- **Dataset rows**
##########

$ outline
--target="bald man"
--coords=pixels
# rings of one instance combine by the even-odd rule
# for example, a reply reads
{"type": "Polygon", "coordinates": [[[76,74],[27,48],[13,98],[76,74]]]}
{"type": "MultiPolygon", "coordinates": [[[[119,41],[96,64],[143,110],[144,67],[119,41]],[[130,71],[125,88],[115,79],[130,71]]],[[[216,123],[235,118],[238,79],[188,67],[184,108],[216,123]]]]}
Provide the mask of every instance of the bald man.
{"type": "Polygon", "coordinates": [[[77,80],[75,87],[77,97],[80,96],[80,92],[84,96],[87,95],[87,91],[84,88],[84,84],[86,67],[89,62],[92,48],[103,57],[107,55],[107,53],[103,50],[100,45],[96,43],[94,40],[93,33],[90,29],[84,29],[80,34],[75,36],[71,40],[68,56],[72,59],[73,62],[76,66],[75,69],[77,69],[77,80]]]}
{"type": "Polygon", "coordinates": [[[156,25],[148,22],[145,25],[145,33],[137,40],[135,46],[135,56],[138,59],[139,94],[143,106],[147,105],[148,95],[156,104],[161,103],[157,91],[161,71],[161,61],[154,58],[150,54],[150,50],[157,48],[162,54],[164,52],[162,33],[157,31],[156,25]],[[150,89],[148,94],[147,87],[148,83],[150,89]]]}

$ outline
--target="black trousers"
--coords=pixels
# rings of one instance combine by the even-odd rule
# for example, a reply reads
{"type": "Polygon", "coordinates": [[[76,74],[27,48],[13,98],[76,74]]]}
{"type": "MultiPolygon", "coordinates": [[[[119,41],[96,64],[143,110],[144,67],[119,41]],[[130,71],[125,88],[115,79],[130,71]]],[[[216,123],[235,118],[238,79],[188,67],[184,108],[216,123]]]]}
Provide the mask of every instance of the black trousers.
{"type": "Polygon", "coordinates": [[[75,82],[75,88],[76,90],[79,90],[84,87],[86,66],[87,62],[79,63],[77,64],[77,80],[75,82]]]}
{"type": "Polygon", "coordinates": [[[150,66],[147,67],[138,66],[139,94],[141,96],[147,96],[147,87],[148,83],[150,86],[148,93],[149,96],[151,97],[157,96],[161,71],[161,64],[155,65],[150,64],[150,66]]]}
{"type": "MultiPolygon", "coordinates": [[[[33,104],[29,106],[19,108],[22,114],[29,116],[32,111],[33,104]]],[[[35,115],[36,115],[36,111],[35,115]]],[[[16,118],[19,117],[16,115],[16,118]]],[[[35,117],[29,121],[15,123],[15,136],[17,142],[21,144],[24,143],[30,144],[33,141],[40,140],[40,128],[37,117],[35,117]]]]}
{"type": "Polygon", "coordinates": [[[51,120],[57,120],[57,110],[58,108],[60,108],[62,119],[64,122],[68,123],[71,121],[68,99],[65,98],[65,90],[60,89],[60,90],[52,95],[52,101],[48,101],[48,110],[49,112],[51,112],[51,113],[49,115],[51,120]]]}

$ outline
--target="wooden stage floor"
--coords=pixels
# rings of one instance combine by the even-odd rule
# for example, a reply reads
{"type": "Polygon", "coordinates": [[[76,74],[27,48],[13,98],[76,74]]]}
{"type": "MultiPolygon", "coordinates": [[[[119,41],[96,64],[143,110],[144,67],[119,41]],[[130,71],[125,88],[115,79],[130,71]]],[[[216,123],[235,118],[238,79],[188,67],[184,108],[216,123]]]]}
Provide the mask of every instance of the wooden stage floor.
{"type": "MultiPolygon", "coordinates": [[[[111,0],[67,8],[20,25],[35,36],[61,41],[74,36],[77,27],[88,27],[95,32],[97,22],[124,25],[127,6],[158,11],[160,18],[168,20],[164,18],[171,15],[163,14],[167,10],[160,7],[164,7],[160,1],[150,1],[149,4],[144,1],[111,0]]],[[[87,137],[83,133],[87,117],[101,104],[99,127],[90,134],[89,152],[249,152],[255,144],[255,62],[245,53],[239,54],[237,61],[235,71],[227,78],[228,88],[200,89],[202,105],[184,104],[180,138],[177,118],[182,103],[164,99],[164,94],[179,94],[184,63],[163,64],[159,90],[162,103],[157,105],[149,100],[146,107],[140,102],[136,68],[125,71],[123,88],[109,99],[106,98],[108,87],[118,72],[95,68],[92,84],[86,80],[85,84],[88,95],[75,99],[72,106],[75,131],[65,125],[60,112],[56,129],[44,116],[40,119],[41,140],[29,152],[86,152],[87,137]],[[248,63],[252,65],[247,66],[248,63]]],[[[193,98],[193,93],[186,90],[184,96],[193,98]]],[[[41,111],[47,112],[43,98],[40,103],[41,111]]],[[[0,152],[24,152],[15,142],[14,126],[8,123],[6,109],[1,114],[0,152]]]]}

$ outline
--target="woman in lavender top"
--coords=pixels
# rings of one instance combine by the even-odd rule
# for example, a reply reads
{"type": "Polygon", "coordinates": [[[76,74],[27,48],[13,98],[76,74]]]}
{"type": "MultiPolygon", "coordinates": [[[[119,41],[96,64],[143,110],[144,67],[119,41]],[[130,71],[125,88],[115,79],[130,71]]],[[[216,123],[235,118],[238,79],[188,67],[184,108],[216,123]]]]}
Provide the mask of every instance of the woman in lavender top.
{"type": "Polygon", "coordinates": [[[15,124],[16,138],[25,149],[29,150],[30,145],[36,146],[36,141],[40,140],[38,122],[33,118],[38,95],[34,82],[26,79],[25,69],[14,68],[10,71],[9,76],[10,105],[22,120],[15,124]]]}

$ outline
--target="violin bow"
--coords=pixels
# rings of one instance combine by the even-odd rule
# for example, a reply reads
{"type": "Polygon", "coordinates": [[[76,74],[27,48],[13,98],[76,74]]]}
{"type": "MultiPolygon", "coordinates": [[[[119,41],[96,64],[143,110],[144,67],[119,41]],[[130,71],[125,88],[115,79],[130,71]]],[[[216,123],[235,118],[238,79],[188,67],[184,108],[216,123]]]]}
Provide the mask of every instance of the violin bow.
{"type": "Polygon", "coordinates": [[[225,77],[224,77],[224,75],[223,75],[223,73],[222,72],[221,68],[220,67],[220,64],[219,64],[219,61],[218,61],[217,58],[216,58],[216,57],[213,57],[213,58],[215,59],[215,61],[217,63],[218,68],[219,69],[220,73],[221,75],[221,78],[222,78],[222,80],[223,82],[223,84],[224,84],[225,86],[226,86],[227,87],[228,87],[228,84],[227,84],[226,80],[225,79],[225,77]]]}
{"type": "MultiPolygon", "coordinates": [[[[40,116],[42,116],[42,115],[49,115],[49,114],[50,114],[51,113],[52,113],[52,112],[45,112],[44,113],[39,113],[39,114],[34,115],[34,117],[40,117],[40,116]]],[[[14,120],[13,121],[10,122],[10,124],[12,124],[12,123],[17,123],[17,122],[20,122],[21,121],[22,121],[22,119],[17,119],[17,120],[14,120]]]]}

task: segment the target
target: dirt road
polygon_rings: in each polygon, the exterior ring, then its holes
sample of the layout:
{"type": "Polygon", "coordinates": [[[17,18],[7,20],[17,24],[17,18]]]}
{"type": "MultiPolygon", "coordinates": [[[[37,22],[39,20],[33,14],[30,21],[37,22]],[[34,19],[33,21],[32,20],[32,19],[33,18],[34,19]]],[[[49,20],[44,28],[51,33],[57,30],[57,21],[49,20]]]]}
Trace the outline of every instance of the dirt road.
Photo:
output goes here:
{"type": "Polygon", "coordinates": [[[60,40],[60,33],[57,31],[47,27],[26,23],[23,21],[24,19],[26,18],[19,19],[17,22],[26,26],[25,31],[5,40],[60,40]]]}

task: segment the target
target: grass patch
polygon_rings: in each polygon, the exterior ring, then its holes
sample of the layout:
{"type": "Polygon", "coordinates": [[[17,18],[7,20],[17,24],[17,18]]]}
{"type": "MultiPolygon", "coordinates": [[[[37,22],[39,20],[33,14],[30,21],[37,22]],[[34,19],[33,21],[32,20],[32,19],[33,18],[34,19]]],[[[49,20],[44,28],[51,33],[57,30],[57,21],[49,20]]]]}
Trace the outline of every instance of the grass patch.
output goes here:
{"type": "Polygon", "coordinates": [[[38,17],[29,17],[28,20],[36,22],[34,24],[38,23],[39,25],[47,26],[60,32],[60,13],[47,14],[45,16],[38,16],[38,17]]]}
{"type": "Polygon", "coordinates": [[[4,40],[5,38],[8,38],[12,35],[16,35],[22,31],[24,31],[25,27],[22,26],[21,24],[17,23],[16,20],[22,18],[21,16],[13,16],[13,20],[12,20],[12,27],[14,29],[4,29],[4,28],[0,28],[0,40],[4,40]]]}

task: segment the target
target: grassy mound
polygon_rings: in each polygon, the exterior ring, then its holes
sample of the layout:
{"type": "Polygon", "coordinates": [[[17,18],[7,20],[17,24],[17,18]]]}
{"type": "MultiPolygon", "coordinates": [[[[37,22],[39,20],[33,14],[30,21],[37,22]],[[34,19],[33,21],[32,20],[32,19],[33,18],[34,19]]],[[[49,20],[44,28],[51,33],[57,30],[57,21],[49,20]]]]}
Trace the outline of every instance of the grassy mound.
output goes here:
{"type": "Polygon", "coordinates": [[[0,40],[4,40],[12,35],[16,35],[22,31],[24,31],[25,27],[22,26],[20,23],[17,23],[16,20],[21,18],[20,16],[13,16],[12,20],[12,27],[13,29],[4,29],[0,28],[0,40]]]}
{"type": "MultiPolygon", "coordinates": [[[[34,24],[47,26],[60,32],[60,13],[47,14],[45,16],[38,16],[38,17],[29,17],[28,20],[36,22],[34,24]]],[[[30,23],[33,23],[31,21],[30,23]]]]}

##########

Count the lines in the entries above that contain the word "violin", and reply with only that number.

- **Full solution**
2